:: Source text ::

Law Firm does not offer citation to case law to support this argument.
Further, because Law Firm, itself, did not pay Gipson, the issue is governed by the collateral source rule. "The collateral source rule provides 'that compensation received by an injured party from a source wholly independent of the wrongdoer will not reduce the damages owed by the wrongdoer.'" Covington v. George, 359 S.C. 100, 103, 597 S.E.2d 142, 144 (2004) (quoting Citizens and S. Natl. Bank of S.C. v. Gregory, 320 S.C. 90, 92, 463 S.E.2d 317, 318 (1995)). "A tortfeasor cannot 'take advantage of a contract between an injured party and a third person, no matter whether the source of the funds received is an insurance company, an employer, a family member, or other source.'" Id. (quoting Pustaver v. Gooden, 350 S.C. 409, 413, 566 S.E.2d 199, 201 (Ct. App. 2002)).
CONCLUSION
Based on the foregoing, we find expert testimony was not required to establish a standard of care on subject matter within the common knowledge of laypersons and it was within the jury's judgment and discretion to decide the amount of the award. Accordingly, the holdings of the circuit court are
AFFIRMED.
WILLIAMS, C.J., and GEATHERS and VERDIN, JJ., concur.

:::

**Task details**
In the court opinion excerpt, which judges concurred?

:: Extracted material ::

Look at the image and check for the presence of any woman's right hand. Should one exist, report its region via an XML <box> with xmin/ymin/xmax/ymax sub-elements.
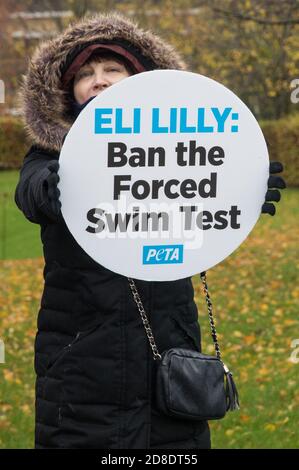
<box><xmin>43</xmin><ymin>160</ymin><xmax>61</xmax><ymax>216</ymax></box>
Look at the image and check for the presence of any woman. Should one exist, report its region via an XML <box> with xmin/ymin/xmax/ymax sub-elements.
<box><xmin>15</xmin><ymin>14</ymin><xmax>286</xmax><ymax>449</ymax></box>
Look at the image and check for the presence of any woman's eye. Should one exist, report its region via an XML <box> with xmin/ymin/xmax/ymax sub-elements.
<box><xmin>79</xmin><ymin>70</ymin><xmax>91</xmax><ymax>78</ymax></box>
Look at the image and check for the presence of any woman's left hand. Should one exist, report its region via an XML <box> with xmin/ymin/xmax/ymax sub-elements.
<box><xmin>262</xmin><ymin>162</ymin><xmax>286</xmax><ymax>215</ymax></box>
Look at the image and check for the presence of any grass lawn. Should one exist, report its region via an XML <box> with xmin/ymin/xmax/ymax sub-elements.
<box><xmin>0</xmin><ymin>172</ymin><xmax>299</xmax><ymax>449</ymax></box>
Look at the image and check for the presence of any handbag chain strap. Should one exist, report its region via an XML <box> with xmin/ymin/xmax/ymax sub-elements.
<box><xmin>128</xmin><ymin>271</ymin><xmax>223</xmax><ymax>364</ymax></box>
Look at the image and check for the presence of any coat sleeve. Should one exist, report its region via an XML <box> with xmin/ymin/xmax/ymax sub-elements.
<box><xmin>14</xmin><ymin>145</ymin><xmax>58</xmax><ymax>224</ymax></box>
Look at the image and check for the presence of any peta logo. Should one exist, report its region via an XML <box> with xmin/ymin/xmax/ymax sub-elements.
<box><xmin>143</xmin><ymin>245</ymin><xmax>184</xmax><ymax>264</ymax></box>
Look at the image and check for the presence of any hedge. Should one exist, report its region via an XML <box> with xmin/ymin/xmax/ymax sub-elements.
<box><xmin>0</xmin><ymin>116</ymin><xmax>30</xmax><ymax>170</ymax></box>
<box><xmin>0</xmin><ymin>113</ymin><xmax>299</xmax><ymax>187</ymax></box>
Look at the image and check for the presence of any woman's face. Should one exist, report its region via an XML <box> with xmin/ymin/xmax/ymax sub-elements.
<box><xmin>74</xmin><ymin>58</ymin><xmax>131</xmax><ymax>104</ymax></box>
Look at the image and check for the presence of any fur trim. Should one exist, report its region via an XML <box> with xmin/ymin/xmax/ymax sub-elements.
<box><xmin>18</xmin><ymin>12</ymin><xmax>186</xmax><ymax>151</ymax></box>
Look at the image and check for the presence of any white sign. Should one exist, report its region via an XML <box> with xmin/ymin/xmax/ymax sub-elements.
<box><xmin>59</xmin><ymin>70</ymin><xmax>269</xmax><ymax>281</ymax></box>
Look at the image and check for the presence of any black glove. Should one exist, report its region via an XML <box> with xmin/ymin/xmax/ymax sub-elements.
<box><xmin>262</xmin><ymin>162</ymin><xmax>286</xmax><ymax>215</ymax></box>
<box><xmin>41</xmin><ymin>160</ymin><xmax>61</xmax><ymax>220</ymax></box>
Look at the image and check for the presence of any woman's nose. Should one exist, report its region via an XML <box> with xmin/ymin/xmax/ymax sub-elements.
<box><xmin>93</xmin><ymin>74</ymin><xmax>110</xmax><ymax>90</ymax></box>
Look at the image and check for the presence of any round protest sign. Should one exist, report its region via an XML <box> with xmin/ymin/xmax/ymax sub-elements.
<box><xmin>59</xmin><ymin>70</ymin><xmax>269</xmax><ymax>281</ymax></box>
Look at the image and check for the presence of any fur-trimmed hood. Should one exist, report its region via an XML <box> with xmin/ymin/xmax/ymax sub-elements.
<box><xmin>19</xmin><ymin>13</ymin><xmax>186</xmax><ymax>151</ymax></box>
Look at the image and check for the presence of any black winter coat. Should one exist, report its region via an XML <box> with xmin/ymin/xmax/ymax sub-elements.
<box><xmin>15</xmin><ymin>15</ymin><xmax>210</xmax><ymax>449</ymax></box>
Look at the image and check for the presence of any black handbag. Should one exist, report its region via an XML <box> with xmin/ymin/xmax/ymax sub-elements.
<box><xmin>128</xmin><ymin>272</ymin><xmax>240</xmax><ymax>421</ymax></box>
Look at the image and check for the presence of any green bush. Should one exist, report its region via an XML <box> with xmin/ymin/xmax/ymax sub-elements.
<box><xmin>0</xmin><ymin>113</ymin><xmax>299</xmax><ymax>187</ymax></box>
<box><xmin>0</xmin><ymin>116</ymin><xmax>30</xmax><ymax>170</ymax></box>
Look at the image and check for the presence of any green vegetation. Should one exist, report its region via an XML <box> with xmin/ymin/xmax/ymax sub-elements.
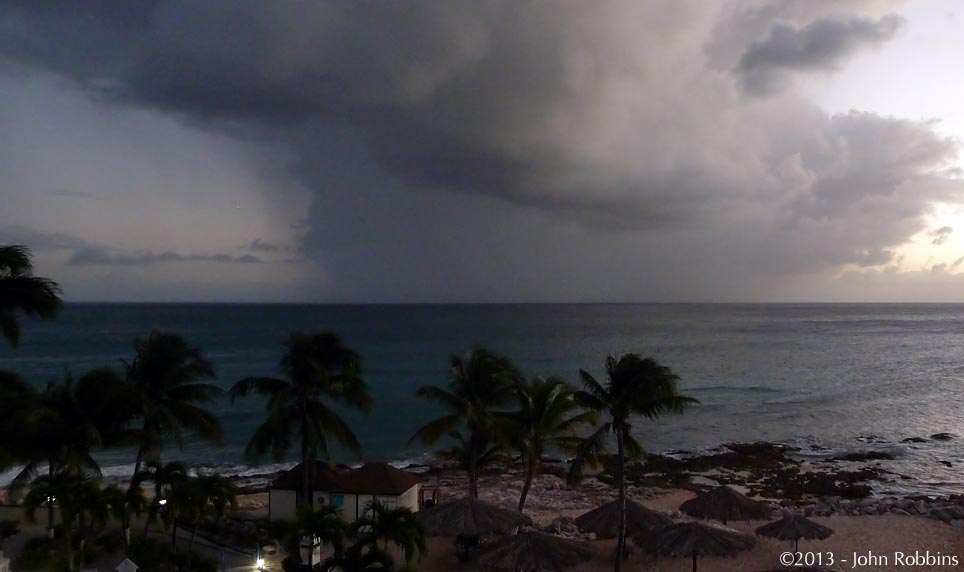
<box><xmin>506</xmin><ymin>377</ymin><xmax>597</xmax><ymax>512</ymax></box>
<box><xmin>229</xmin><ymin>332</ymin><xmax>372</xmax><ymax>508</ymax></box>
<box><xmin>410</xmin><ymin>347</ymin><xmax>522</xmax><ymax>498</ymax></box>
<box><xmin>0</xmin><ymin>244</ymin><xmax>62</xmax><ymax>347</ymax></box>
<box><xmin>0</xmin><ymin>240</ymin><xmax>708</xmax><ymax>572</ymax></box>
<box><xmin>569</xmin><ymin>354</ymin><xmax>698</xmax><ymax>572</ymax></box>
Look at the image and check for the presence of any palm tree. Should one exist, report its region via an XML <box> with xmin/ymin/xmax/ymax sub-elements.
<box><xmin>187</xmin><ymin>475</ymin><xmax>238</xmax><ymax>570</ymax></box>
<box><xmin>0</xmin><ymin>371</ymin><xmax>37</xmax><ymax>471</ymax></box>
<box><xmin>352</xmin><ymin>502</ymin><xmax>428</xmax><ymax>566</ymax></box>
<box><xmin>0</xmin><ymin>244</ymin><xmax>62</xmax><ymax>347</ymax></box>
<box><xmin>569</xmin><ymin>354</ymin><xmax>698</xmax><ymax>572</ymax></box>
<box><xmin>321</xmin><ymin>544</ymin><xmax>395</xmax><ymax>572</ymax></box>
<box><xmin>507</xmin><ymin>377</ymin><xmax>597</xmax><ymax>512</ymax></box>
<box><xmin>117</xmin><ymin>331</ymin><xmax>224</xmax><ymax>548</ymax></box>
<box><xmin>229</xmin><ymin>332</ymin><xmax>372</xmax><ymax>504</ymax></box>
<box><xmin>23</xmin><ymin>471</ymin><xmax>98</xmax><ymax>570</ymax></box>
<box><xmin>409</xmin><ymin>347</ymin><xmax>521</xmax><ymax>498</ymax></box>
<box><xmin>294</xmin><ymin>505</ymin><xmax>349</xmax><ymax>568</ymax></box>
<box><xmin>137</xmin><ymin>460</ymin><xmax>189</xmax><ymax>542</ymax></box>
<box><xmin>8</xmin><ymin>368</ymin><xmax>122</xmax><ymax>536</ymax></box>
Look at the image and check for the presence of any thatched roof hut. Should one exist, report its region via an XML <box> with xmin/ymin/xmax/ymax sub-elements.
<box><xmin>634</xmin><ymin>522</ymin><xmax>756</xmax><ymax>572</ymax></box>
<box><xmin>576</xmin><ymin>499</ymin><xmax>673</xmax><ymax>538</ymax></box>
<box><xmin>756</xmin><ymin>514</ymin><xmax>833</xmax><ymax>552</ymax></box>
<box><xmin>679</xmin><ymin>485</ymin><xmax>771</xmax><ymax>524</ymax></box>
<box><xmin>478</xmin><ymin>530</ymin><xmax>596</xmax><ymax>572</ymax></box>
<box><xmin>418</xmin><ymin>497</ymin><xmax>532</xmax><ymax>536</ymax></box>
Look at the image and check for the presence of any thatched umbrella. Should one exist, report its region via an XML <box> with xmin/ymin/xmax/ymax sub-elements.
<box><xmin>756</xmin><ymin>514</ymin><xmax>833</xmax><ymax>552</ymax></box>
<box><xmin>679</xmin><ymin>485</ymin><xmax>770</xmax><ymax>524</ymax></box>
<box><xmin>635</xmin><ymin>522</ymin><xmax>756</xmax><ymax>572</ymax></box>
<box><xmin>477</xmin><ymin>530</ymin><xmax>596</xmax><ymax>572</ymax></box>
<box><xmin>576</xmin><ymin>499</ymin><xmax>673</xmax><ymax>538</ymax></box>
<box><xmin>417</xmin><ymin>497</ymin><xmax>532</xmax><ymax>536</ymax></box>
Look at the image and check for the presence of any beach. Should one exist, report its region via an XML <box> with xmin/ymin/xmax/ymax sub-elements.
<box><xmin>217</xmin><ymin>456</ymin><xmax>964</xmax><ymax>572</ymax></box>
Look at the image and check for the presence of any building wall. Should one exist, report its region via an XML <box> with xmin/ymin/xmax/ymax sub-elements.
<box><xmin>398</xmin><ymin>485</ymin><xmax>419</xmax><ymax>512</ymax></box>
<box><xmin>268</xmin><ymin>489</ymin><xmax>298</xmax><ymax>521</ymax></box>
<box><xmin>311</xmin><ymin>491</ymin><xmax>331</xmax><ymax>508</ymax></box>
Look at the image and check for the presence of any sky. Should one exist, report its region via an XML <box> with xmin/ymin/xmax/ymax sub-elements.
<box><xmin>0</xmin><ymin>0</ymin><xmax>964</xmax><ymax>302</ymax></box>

:::

**Answer box**
Williams, C.J., and Geathers and Verdin, JJ.